TAREAS POR REALIZAR:
1. Transcriba sin cambios el pasaje del texto sobre las pepitas de uva de Muela de Borja que comienza con "La Muela de" y se extiende hasta "añade el experto.".
2. Redacte la continuación del texto sobre el hallazgo de pepitas de uva en Muela de Borja a partir de su última oración.

TEXTO MOSTRADO:
+ + + + + + +
En Muela de Borja, un yacimiento arqueológico en Aragón, se han encontrado 13 pepitas de uva datadas en 2 550 a.C., lo que indicaría el cultivo de esta planta en la región hace más de 4 500 años. Este hallazgo, realizado por el arqueólogo Isidro Aguilera, sugiere que las condiciones ecológicas de la zona eran propicias para la vitis vinifera, lo que representa un importante avance en el conocimiento de la agricultura en la prehistoria de la Península Ibérica.
La Muela de Borja, situada entre el Ebro y la sierra del Moncayo, ha sido objeto de numerosas excavaciones que han revelado hasta 42 asentamientos prehistóricos habitados desde el 2500 a.C. hasta el 1200 d.C.. En este contexto, se han descubierto no solo restos de poblados y arte rupestre, sino también silos de almacenamiento de cereales, lo que indica un sistema agrícola organizado.
Importancia del descubrimiento
La presencia de las pepitas de uva es, según Aguilera, «casi milagrosa», ya que se han conservado gracias a su carbonización, evitando su deterioro natural. «No significa que se hiciera vino en esa época, pero confirma que la uva silvestre era autóctona en el occidente del Mediterráneo, un dato inédito hasta ahora», añade el experto.
+ + + + + + +
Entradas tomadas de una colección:
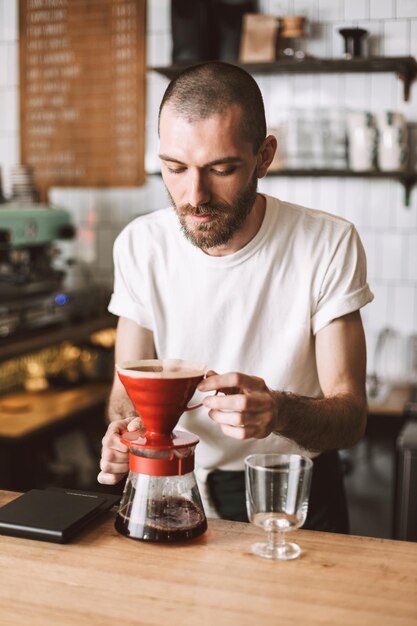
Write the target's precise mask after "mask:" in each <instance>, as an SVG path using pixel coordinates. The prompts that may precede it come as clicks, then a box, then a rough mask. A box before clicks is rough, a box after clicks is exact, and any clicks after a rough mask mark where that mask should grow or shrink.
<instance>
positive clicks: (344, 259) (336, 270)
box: [311, 224, 374, 334]
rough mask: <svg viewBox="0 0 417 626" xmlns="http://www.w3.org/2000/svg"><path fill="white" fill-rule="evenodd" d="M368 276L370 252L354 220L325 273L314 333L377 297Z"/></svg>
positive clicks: (323, 277)
mask: <svg viewBox="0 0 417 626" xmlns="http://www.w3.org/2000/svg"><path fill="white" fill-rule="evenodd" d="M373 298H374V296H373V294H372V292H371V290H370V289H369V285H368V283H367V279H366V256H365V251H364V249H363V246H362V242H361V240H360V238H359V235H358V233H357V231H356V229H355V227H354V226H353V225H352V224H350V225H349V228H348V229H347V231H346V233H345V234H344V236H343V237H342V238H341V240H340V241H339V243H338V245H337V246H336V249H335V251H334V254H333V256H332V258H331V261H330V263H329V264H328V267H327V270H326V272H325V274H324V277H323V280H322V283H321V286H320V290H319V297H318V300H317V303H316V307H315V311H314V313H313V316H312V320H311V324H312V331H313V334H316V333H317V332H318V331H319V330H320V329H321V328H323V327H324V326H326V325H327V324H329V323H330V322H331V321H332V320H334V319H336V318H337V317H341V316H342V315H347V314H348V313H352V312H353V311H357V310H358V309H360V308H361V307H363V306H364V305H365V304H368V303H369V302H371V301H372V300H373Z"/></svg>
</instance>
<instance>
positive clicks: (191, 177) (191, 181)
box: [187, 170, 210, 207]
mask: <svg viewBox="0 0 417 626" xmlns="http://www.w3.org/2000/svg"><path fill="white" fill-rule="evenodd" d="M187 182H188V189H187V195H188V198H187V201H188V204H190V205H191V206H194V207H197V206H200V205H201V204H205V203H206V202H209V201H210V191H209V189H208V185H207V181H206V180H205V177H204V173H203V172H200V171H198V170H197V171H190V176H189V180H188V181H187Z"/></svg>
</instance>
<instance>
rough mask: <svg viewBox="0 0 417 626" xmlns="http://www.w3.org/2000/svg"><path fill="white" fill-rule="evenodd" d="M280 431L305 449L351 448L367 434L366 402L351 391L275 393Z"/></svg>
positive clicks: (285, 435)
mask: <svg viewBox="0 0 417 626" xmlns="http://www.w3.org/2000/svg"><path fill="white" fill-rule="evenodd" d="M273 396H274V399H275V402H276V430H275V432H277V434H280V435H282V436H283V437H286V438H287V439H292V440H293V441H295V442H296V443H297V444H299V445H300V446H302V447H303V448H305V449H306V450H310V451H312V452H313V451H314V452H323V451H325V450H336V449H340V448H350V447H351V446H353V445H355V443H357V442H358V441H359V439H360V438H361V437H362V436H363V435H364V432H365V427H366V401H365V400H364V399H363V398H359V399H358V398H356V397H354V396H353V395H350V394H344V395H337V396H333V397H326V398H306V397H304V396H297V395H295V394H292V393H285V392H273Z"/></svg>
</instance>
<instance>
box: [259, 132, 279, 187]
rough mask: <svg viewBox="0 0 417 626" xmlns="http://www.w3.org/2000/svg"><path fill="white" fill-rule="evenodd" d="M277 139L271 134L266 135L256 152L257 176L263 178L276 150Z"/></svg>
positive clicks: (268, 167) (273, 156) (266, 170)
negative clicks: (256, 159)
mask: <svg viewBox="0 0 417 626" xmlns="http://www.w3.org/2000/svg"><path fill="white" fill-rule="evenodd" d="M277 145H278V144H277V140H276V138H275V137H274V136H273V135H268V136H267V137H266V138H265V139H264V141H263V142H262V145H261V147H260V148H259V152H258V178H263V177H264V176H265V175H266V173H267V172H268V168H269V166H270V165H271V163H272V159H273V158H274V155H275V152H276V150H277Z"/></svg>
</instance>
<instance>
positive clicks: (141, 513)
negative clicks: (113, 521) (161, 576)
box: [115, 359, 207, 542]
mask: <svg viewBox="0 0 417 626" xmlns="http://www.w3.org/2000/svg"><path fill="white" fill-rule="evenodd" d="M117 372H118V375H119V377H120V380H121V381H122V383H123V385H124V386H125V388H126V391H127V393H128V395H129V397H130V399H131V401H132V402H133V405H134V407H135V409H136V411H137V412H138V415H139V416H140V418H141V420H142V422H143V424H144V426H145V429H146V432H145V433H143V432H141V433H140V435H139V436H137V433H136V435H135V434H134V433H133V432H131V433H126V432H125V433H124V434H123V435H122V436H121V441H122V442H123V443H124V444H125V445H126V446H127V447H128V449H129V475H128V478H127V480H126V485H125V489H124V493H123V497H122V500H121V503H120V507H119V512H118V514H117V517H116V521H115V527H116V529H117V531H118V532H120V533H121V534H122V535H126V536H128V537H132V538H134V539H141V540H144V541H167V542H172V541H183V540H184V539H192V538H194V537H198V536H199V535H201V534H202V533H204V532H205V531H206V529H207V520H206V517H205V514H204V509H203V505H202V502H201V497H200V494H199V491H198V486H197V483H196V480H195V476H194V450H195V447H196V445H197V444H198V437H196V436H195V435H193V434H191V433H187V432H183V431H180V430H178V431H175V430H173V429H174V427H175V426H176V424H177V422H178V420H179V418H180V416H181V414H182V413H183V412H184V411H189V410H191V409H193V408H196V407H197V406H201V405H196V406H193V407H190V406H188V402H189V401H190V399H191V397H192V395H193V393H194V391H195V389H196V387H197V385H198V383H199V382H200V381H201V380H202V379H203V378H204V373H205V366H203V365H201V364H197V363H191V362H189V361H181V360H178V359H177V360H172V359H170V360H146V361H129V362H126V363H122V364H121V365H119V366H117ZM131 436H134V437H136V438H135V439H134V440H133V441H132V440H130V437H131Z"/></svg>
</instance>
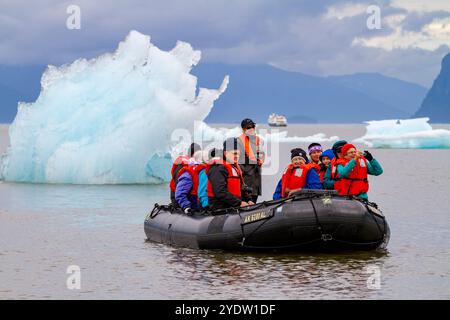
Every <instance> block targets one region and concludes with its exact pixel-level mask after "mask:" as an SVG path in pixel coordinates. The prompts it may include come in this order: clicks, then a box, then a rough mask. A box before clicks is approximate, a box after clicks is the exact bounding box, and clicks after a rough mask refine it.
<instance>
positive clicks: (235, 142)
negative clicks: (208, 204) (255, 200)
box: [206, 138, 254, 210]
mask: <svg viewBox="0 0 450 320" xmlns="http://www.w3.org/2000/svg"><path fill="white" fill-rule="evenodd" d="M239 157H240V150H239V147H238V140H237V139H236V138H229V139H227V140H226V141H225V142H224V144H223V157H222V158H217V157H216V158H213V159H211V160H210V161H209V162H208V166H207V168H206V174H207V176H208V185H207V191H208V200H209V206H210V207H211V209H213V210H215V209H223V208H230V207H245V206H248V205H253V204H254V203H253V202H252V201H251V199H247V198H245V197H244V196H243V194H242V188H243V187H244V183H243V176H242V172H241V169H240V166H239V163H238V162H239Z"/></svg>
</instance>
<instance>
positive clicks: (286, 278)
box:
+ + + + + + +
RESPUESTAS POR TAREA:
1.
La Muela de Borja, situada entre el Ebro y la sierra del Moncayo, ha sido objeto de numerosas excavaciones que han revelado hasta 42 asentamientos prehistóricos habitados desde el 2500 a.C. hasta el 1200 d.C.. En este contexto, se han descubierto no solo restos de poblados y arte rupestre, sino también silos de almacenamiento de cereales, lo que indica un sistema agrícola organizado.
Importancia del descubrimiento
La presencia de las pepitas de uva es, según Aguilera, «casi milagrosa», ya que se han conservado gracias a su carbonización, evitando su deterioro natural. «No significa que se hiciera vino en esa época, pero confirma que la uva silvestre era autóctona en el occidente del Mediterráneo, un dato inédito hasta ahora», añade el experto.

2.
El descubrimiento refuerza la hipótesis de que la uva tenía un papel significativo en la prehistoria de la región, algo que no había sido documentado en otras zonas de España con tal antigüedad. «Ahora tenemos pruebas ciertas de que la uva existía aquí mucho antes de lo que se pensaba», afirma Aguilera.
Vino y tradición en la región
Si bien los cultivos de uva se remontan a hace más de 45 siglos, la producción de vino en Aragón comienza a documentarse en el siglo XII. En el Monasterio de Veruela, fundado en 1145, los monjes cistercienses cultivaban variedades autóctonas, probablemente de garnacha, para la elaboración de vino.
Este legado histórico ha sido fundamental para el desarrollo de la Denominación de Origen Campo de Borja, que ha decidido incluir «El Origen de la Garnacha» como lema de su nueva campaña promocional. La conexión entre la uva, la viticultura y la identidad cultural de Aragón se fortalece con cada nuevo hallazgo en el yacimiento, reafirmando la riqueza patrimonial de esta zona.